+++ SOURCE DATA +++
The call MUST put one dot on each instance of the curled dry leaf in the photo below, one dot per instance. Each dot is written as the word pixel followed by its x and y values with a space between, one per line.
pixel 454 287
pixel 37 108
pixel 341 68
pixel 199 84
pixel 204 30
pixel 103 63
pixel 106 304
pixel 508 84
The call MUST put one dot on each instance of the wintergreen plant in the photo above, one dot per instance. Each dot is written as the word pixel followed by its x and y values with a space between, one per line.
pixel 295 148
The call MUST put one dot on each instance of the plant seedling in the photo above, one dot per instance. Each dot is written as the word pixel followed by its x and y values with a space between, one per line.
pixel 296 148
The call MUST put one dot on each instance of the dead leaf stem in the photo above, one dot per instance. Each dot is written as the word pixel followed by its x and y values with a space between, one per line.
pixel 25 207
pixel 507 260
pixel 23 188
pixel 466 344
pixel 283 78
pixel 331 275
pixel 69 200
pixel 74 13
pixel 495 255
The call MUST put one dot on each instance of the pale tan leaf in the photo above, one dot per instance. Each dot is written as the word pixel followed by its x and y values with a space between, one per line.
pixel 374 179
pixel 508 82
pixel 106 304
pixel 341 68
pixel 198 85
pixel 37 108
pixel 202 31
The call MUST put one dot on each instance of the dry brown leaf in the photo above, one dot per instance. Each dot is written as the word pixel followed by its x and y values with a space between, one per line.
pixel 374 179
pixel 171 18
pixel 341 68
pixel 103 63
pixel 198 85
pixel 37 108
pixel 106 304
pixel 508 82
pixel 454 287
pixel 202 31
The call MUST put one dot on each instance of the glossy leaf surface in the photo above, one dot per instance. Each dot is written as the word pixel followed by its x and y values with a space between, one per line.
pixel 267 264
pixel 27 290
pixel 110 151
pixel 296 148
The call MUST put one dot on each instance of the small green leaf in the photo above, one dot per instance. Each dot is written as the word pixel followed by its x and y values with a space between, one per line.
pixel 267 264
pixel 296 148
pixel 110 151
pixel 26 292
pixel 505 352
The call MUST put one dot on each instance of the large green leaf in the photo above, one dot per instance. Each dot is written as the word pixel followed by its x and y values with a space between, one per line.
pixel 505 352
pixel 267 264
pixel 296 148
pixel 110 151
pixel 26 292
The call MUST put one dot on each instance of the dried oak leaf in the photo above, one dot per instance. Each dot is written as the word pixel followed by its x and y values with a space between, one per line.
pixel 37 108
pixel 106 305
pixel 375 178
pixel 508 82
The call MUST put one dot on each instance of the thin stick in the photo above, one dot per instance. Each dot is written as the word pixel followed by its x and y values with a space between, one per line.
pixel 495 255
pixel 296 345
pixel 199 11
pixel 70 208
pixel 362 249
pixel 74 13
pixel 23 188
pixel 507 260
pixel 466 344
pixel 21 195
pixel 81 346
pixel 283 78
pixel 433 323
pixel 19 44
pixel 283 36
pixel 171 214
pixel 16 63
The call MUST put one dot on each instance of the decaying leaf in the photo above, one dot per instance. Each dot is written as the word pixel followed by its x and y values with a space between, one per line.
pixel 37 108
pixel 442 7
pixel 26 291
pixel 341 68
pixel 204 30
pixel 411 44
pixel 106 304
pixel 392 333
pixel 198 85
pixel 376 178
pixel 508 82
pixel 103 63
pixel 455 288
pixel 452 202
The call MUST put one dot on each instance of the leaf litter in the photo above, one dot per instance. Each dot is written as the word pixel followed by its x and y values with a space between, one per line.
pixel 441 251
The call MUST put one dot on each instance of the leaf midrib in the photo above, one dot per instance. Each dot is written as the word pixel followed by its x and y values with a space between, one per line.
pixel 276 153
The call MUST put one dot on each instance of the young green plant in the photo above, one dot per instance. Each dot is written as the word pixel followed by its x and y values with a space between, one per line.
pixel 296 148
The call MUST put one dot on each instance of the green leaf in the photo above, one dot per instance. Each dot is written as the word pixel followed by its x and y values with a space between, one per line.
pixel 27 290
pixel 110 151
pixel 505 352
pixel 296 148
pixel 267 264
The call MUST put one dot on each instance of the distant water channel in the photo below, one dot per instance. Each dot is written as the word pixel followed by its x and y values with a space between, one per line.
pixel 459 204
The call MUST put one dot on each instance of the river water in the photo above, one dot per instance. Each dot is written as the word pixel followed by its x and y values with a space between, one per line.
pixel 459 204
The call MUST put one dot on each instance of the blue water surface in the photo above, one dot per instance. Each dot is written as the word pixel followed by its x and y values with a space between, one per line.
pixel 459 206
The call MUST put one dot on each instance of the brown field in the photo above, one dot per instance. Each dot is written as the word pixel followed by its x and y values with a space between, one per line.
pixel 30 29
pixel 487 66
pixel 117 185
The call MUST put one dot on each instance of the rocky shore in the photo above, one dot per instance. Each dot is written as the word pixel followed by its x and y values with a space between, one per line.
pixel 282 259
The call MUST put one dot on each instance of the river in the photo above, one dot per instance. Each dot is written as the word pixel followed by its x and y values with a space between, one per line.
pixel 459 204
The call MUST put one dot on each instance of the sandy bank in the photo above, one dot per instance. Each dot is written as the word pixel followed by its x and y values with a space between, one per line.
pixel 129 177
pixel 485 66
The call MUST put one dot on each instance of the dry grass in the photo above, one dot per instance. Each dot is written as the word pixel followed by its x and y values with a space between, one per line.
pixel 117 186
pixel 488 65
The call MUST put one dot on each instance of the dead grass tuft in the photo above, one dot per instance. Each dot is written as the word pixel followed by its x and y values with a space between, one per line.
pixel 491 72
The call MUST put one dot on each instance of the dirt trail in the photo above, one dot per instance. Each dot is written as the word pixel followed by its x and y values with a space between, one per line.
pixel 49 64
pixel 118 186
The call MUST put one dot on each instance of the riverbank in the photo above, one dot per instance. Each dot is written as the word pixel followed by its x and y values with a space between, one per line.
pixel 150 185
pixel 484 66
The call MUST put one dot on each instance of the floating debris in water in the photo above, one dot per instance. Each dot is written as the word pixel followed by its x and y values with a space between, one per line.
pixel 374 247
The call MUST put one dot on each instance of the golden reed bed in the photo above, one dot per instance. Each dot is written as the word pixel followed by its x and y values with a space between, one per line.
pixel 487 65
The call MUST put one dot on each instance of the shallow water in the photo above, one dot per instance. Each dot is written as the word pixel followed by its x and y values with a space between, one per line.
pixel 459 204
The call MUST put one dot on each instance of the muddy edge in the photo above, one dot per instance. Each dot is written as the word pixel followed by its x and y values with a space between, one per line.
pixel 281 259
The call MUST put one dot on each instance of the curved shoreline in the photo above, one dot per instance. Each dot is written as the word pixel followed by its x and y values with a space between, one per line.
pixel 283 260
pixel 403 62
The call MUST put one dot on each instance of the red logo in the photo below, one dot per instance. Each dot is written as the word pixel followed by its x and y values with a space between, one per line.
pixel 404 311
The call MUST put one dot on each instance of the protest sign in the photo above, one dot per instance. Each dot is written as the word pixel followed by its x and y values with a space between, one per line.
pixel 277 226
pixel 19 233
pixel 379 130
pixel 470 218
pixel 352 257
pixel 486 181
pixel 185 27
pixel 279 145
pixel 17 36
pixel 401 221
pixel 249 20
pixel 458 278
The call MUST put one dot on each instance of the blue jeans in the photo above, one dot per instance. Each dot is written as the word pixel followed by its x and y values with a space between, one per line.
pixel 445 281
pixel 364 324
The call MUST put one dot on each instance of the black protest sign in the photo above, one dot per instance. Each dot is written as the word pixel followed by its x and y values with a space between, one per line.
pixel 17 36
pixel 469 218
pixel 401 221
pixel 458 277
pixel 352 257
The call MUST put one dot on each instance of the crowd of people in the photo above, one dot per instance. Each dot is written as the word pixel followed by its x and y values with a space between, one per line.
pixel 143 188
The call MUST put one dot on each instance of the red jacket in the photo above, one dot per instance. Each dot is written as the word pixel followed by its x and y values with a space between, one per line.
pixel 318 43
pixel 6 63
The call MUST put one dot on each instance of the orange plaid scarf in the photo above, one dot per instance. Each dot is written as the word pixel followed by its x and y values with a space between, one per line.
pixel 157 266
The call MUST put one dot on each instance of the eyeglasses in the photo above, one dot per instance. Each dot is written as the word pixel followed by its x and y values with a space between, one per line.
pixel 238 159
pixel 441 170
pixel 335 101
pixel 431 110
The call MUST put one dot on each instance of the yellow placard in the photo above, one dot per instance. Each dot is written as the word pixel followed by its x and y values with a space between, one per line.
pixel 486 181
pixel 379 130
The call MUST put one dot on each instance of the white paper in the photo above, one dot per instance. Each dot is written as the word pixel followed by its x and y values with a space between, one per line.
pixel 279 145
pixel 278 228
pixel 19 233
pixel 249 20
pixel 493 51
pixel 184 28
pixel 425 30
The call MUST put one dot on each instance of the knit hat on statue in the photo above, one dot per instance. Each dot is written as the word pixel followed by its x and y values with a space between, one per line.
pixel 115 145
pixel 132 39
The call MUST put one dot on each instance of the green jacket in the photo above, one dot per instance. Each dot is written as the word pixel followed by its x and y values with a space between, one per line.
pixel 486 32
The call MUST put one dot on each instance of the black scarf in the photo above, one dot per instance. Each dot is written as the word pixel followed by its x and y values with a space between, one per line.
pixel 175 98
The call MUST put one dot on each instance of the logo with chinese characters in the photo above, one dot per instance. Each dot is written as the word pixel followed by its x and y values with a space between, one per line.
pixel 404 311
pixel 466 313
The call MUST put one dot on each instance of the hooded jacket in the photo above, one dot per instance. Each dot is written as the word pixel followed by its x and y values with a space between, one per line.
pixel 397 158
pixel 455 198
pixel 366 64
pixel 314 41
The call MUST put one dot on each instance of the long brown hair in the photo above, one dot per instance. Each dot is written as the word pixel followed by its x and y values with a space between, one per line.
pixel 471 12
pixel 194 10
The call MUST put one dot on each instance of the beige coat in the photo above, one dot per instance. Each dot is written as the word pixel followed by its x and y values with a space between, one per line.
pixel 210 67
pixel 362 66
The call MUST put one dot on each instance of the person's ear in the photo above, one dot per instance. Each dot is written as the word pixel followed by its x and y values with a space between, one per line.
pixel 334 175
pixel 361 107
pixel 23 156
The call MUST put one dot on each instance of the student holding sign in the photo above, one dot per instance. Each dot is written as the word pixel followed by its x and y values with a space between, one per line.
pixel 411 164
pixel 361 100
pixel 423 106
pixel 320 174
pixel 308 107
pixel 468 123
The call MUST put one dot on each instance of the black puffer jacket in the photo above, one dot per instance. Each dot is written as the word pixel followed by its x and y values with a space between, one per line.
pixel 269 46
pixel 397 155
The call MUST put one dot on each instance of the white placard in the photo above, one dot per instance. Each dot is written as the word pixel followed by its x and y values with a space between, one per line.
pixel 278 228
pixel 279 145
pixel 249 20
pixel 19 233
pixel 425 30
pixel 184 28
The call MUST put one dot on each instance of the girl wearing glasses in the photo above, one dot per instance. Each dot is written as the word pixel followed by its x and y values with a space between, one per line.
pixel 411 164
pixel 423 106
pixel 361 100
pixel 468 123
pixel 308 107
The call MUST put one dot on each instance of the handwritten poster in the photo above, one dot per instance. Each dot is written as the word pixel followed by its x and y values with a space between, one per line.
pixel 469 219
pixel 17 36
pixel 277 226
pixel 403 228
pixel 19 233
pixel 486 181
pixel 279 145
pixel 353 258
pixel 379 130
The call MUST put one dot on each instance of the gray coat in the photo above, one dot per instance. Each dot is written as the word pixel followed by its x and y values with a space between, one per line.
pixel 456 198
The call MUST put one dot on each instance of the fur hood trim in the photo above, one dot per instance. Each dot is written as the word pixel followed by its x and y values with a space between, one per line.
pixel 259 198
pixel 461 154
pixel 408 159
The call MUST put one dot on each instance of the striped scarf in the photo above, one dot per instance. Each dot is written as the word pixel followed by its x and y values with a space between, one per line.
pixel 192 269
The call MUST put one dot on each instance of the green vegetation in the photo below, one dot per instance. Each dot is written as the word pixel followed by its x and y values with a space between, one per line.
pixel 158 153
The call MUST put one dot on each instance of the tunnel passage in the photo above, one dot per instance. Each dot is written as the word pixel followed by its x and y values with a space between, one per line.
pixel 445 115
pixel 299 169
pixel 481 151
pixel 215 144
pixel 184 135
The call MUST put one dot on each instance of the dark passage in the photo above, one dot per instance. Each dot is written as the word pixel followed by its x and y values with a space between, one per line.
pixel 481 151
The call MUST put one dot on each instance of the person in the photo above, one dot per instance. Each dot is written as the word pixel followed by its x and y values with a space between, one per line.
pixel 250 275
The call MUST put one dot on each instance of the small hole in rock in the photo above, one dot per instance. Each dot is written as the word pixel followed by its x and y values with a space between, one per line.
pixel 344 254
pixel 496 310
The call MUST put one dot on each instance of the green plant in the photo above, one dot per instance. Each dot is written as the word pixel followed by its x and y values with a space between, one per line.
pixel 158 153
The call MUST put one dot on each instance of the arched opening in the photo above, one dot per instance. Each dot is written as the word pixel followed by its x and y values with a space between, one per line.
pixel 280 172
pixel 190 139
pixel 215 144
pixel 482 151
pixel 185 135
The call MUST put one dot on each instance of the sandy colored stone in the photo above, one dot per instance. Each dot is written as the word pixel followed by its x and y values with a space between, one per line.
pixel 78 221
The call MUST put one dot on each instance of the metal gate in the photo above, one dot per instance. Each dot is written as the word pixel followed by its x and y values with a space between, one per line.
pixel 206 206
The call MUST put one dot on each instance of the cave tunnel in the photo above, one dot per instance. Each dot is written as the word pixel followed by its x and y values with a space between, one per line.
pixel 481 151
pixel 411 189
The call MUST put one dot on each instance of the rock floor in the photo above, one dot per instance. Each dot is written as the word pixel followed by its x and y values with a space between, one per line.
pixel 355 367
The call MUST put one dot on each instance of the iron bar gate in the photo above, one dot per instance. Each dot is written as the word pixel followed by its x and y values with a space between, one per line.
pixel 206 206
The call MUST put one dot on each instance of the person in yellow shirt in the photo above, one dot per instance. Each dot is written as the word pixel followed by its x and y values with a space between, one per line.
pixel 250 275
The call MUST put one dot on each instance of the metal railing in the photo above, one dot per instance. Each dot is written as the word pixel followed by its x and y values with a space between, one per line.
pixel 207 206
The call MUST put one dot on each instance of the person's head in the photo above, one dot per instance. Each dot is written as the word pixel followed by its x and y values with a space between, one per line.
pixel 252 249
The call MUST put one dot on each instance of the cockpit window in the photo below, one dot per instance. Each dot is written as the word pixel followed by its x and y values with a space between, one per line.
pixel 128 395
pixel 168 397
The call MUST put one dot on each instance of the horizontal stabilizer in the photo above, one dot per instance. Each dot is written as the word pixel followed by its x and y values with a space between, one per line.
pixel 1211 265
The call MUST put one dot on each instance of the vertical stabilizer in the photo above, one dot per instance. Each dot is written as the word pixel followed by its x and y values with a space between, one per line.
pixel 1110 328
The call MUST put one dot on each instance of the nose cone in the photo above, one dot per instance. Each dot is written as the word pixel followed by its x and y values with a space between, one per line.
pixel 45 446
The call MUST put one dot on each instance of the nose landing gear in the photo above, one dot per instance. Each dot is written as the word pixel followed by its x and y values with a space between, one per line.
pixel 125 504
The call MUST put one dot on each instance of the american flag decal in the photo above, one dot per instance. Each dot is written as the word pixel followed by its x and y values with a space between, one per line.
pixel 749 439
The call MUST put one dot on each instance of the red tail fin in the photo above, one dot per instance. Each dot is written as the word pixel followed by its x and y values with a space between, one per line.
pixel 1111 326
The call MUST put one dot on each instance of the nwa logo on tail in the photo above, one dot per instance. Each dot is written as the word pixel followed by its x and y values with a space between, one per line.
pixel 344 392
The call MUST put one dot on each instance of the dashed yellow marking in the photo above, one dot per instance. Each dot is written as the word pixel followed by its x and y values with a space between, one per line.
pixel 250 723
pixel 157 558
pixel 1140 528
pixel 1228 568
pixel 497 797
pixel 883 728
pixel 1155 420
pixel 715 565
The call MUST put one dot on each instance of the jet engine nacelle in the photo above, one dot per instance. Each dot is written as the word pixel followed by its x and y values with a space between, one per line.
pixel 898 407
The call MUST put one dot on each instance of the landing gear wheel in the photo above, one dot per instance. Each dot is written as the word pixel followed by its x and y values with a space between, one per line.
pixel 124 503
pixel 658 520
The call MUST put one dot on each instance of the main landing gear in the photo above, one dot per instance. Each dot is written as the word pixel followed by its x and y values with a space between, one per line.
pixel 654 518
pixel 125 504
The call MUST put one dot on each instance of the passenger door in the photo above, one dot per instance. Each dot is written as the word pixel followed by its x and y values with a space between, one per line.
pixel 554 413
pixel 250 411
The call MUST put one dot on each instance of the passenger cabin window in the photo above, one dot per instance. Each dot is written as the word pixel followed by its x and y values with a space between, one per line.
+++
## SET TASK
Arrange the items from the line containing "the metal railing" through the line containing "pixel 207 206" as a two-column CSV with the headers text and answer, one row per item. Enclose each field in double quotes and replace any line breaks inside a field with spaces.

## RESULT BELOW
text,answer
"The call MUST put one dot on each instance of the metal railing in the photo above, one dot per instance. Each dot is written as the word pixel followed by its x and y values with a space between, one per line.","pixel 207 206"